Point placement records
○ ○ ○

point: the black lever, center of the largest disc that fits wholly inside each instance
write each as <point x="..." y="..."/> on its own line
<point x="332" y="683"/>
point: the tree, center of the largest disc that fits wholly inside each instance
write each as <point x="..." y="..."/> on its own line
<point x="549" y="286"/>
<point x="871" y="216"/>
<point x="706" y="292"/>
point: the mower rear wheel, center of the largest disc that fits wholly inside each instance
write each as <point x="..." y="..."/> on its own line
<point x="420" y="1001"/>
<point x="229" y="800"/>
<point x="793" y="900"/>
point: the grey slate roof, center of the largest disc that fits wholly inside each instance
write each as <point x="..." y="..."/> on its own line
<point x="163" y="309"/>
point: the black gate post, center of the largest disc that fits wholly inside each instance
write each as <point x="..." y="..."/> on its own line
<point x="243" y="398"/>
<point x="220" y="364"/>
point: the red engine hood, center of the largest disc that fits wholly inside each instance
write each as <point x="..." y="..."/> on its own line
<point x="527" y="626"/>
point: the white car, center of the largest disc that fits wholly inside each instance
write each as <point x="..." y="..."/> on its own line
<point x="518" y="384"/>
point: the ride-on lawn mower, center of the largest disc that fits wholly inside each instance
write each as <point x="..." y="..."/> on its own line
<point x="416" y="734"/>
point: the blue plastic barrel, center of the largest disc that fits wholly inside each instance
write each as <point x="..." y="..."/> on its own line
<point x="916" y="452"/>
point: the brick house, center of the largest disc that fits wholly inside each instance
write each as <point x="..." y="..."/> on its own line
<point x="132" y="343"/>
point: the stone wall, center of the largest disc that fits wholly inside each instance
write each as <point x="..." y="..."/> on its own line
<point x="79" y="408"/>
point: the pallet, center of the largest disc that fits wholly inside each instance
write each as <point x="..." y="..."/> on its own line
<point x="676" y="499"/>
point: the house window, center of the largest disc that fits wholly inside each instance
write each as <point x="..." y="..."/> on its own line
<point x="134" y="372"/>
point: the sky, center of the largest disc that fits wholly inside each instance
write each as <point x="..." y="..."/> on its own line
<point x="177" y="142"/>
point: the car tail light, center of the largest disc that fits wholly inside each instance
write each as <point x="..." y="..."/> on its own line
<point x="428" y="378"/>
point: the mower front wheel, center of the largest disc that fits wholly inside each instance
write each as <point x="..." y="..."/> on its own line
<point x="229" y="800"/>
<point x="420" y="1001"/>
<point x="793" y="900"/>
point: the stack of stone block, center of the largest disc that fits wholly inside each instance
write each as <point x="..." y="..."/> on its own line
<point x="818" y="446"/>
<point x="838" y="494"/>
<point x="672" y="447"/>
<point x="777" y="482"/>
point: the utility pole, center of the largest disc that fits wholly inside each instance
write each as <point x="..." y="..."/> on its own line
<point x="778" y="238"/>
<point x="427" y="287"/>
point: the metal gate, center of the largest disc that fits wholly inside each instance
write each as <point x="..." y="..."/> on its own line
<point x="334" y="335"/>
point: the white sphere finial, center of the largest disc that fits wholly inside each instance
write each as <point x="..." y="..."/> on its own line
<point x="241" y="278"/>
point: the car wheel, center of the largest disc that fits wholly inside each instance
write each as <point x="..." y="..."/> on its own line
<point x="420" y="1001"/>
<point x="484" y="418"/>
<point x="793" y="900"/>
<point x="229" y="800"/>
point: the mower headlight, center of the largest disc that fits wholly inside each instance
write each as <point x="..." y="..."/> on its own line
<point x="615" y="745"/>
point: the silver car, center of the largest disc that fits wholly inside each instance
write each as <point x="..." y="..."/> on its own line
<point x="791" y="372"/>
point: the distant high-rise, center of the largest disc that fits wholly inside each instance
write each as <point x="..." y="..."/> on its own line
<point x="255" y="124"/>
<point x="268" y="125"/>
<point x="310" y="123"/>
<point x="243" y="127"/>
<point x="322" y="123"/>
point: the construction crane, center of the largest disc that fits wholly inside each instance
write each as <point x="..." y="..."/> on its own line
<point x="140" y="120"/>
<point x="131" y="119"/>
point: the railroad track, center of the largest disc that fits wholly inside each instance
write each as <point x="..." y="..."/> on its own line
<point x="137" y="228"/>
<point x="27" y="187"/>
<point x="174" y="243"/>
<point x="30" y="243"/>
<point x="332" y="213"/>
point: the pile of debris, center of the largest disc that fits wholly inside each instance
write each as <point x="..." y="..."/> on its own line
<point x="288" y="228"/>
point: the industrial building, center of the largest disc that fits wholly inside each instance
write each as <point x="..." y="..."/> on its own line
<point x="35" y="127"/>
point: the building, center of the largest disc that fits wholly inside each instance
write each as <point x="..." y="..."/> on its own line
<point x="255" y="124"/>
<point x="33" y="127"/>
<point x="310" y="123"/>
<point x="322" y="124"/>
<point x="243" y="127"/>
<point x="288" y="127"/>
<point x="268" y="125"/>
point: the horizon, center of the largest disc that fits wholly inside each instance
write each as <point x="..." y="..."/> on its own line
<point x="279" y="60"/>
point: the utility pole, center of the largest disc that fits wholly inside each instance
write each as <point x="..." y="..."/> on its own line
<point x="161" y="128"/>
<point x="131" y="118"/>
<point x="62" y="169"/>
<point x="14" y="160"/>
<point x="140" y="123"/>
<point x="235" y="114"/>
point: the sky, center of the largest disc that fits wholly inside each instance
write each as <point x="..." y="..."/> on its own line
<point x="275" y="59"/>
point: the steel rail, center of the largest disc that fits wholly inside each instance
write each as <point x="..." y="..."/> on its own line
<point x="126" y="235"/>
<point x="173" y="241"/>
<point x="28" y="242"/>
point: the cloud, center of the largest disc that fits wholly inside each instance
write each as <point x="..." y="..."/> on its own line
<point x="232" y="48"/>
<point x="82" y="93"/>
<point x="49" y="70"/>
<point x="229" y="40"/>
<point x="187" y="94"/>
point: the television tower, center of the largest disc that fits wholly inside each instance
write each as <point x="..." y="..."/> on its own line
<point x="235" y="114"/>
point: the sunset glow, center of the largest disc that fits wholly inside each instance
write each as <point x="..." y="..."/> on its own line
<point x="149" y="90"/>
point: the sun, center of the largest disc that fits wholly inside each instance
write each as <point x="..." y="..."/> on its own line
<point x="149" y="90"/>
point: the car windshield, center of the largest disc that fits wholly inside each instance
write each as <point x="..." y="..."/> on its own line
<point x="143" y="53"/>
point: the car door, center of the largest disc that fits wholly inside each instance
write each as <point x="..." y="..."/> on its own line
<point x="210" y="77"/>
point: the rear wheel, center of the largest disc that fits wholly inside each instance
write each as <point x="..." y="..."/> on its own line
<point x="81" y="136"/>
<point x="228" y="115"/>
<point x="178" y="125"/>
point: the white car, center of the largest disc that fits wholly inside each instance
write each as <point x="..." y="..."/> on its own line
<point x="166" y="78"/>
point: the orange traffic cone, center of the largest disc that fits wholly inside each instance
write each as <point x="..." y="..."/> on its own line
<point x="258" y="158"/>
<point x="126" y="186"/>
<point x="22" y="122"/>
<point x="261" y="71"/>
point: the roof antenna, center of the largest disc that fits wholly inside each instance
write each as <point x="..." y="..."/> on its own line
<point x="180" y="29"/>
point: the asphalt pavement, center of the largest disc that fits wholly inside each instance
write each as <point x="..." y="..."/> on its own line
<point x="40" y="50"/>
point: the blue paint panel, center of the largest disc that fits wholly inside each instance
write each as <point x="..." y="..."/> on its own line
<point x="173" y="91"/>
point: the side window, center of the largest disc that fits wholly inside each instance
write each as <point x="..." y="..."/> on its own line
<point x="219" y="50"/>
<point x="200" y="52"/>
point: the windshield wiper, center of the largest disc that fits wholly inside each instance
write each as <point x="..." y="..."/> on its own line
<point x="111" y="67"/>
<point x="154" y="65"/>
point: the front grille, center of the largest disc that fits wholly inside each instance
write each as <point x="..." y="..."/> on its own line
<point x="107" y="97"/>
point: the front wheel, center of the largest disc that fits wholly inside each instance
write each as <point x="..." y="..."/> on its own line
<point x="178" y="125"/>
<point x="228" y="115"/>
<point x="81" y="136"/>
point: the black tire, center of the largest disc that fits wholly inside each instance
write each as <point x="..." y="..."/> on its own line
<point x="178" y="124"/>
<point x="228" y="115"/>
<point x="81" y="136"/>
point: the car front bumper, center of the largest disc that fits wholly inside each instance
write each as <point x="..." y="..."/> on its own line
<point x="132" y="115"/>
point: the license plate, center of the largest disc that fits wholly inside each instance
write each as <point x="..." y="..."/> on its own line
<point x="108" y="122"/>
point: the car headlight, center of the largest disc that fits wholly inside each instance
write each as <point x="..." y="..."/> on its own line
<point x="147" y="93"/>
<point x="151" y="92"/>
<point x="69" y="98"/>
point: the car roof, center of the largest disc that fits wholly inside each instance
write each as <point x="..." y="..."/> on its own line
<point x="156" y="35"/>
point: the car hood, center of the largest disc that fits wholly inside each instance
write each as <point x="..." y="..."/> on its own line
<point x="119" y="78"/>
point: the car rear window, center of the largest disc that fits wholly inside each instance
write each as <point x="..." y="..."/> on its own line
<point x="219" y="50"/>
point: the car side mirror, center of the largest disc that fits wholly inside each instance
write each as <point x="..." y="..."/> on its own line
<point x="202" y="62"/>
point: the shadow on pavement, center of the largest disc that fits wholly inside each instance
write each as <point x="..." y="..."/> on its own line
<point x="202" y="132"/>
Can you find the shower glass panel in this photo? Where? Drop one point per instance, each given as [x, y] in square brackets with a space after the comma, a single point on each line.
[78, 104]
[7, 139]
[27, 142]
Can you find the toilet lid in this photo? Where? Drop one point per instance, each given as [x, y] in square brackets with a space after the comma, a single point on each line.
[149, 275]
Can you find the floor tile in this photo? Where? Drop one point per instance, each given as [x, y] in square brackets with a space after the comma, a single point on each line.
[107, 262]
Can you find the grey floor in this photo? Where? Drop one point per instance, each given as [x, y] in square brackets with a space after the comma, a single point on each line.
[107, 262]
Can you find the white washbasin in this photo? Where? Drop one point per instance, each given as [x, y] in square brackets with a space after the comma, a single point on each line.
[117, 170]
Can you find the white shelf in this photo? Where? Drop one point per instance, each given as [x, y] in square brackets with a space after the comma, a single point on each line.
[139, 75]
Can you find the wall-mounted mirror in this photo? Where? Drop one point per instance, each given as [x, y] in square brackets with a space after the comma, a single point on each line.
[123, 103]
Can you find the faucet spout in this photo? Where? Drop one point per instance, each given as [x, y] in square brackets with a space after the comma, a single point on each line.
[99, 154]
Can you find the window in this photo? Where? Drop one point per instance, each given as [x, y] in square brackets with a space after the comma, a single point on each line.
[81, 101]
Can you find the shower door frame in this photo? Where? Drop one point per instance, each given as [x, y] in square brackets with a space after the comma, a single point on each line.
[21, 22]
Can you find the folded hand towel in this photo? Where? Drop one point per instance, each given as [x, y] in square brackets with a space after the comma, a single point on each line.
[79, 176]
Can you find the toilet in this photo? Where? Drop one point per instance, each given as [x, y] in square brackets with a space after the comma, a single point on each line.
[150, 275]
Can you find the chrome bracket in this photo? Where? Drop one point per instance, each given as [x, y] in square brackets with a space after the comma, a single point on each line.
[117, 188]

○ ○ ○

What you are asked to do: Return exactly the lines of the data, and only those, from the line with "Can you find the window" through the last line, inclusive.

Answer to the exercise:
Can you find the window in this photo? Where? Drop one point per instance, each given as [x, y] in square brackets with a space after the comma, a single point on each line.
[81, 101]
Can you find the shower door frame in this photo? Where? Drop one point per instance, each given as [x, y] in square brackets with a space after the comma, a single point on each line.
[21, 22]
Can you find the folded hand towel in this photo? Where? Drop one point per instance, each given as [x, y] in square brackets with a space after the comma, a single point on each line.
[79, 176]
Can you find the toilet in this photo? Where? Drop one point per instance, each given as [x, y] in square brackets with a space after the comma, a single point on each line.
[150, 275]
Can you find the chrome bracket in this photo? Where? Drop one point per instance, each given as [x, y] in square brackets with a space after the comma, a single point on each line.
[117, 188]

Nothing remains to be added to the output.